Selected excerpt:
Python classmethod: @classmethod, cls, Factory Methods, and Examples

This page is for you if you already know how to define a class in Python and want a practical handle on classmethod: what cls is, how it differs from instance and static methods, and why return cls(...) shows up in factory methods. The flow is example-heavy first, then comparisons and pitfalls.

The language reference describes @classmethod as a decorator that wraps a function into a method: the first parameter receives the class object, usually named cls, instead of the instance (self). See the built-in classmethod and the data model for the formal rules.

Tested on: Python 3.13.3; kernel 6.14.0-37-generic.

What is classmethod in Python?

A class method is a function defined on the class that always receives the class as its first argument when you call it. You mark it with @classmethod so Python passes that class (not an instance) as cls. That is the same mechanism the docs describe: the method is bound to the class, and the first parameter is the class object.

Here is a minimal pattern many codebases use: build an instance without calling the constructor with raw arguments.

python


class Car:

    def __init__(self, brand, model):
        self.brand = brand
        self.model = model

    @classmethod
    def from_string(cls, data):
        brand, model = data.split("-", 1)
        return cls(brand, model)


car = Car.from_string("Toyota-Camry")
print(car.brand, car.model)

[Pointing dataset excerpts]
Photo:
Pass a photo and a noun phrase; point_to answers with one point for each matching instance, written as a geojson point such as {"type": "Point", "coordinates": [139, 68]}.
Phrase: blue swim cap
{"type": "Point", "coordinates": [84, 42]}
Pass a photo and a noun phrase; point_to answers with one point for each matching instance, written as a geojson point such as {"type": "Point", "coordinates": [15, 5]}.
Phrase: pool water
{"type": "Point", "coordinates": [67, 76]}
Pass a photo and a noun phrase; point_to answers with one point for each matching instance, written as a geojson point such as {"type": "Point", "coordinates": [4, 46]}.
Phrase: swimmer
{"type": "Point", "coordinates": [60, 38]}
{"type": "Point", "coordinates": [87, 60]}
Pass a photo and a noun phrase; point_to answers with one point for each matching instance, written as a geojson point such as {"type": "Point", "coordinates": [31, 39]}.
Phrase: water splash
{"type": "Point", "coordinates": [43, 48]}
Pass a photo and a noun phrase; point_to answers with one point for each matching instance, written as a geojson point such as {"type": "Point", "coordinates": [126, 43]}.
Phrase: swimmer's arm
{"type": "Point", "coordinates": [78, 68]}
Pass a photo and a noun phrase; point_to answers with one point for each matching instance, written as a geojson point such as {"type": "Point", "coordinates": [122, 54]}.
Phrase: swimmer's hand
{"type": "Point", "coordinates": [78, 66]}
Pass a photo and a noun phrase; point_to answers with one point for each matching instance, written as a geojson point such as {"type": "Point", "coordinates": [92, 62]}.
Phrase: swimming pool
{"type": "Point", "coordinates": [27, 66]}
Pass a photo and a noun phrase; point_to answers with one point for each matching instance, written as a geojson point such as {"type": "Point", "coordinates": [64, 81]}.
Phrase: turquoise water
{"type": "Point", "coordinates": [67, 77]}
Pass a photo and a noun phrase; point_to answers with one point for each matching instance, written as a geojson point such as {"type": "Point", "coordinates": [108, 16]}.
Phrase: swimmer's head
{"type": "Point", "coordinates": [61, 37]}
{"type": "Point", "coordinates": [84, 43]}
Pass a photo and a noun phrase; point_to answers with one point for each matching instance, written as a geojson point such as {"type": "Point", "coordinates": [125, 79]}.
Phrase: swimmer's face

The tasks:
- a) Duplicate the stretch of the classmethod page that begins with the words containing "The language reference" and ends with "classmethod in Python?".
- b) List the items named after the colon in the title of the classmethod page.
The records are separate material, apart from the classmethod page.

Full solutions:
- a)
The language reference describes @classmethod as a decorator that wraps a function into a method: the first parameter receives the class object, usually named cls, instead of the instance (self). See the built-in classmethod and the data model for the formal rules.

Tested on: Python 3.13.3; kernel 6.14.0-37-generic.

What is classmethod in Python?

- b)
@classmethod
cls
Factory Methods
Examples